**PROBLEM DESCRIPTION**
Reproduce the entries below verbatim, beginning at their first line and ending with the line that contains "157), (196, 156)]", including both of those lines.

**DATA LINES**
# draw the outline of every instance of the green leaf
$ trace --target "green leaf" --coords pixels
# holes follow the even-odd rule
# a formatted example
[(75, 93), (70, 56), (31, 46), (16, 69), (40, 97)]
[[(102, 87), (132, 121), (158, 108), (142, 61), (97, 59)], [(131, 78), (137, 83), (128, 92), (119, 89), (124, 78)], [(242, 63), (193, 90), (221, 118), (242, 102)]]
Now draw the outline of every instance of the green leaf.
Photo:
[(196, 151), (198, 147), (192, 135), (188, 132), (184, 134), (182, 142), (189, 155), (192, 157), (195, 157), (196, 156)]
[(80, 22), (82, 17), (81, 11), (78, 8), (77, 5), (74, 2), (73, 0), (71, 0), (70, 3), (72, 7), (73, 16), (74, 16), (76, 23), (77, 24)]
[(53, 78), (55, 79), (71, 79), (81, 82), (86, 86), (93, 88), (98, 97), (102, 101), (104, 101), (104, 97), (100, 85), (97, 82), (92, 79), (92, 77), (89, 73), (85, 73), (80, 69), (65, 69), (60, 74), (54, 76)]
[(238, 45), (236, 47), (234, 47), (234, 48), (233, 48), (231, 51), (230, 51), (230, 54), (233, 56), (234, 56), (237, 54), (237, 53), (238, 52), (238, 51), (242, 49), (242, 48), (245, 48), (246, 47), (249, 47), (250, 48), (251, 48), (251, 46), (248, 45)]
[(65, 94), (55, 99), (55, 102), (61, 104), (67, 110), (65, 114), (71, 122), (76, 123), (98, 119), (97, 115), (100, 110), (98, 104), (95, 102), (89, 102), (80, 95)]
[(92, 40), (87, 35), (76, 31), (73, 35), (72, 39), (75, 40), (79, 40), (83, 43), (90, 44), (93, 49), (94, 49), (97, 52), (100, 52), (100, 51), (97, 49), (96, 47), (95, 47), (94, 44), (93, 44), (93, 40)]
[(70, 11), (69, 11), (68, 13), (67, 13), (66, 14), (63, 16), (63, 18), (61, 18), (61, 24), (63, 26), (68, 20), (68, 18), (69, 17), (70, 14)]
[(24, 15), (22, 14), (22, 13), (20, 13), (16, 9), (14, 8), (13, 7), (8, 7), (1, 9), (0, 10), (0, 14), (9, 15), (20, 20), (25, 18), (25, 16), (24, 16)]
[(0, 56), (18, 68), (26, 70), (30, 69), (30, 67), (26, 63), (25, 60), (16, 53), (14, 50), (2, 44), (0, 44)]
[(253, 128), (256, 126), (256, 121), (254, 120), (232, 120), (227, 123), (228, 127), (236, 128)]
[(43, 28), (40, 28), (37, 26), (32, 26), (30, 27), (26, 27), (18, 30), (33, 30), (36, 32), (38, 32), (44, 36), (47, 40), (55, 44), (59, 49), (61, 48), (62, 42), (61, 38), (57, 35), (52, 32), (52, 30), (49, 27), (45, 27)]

**COMPLETED EXERCISE**
# draw the outline of every instance of the green leaf
$ trace --target "green leaf" --coords pixels
# holes follow the even-odd rule
# a formatted example
[(75, 93), (70, 56), (31, 46), (16, 69), (40, 97)]
[[(102, 87), (132, 121), (158, 108), (142, 61), (97, 59)], [(131, 78), (137, 83), (128, 92), (119, 89), (124, 78)], [(242, 63), (193, 90), (221, 118), (242, 102)]]
Now draw the outline of every instance of the green leaf.
Photo:
[(196, 151), (198, 147), (192, 135), (188, 132), (184, 134), (182, 142), (189, 155), (192, 157), (195, 157), (196, 156)]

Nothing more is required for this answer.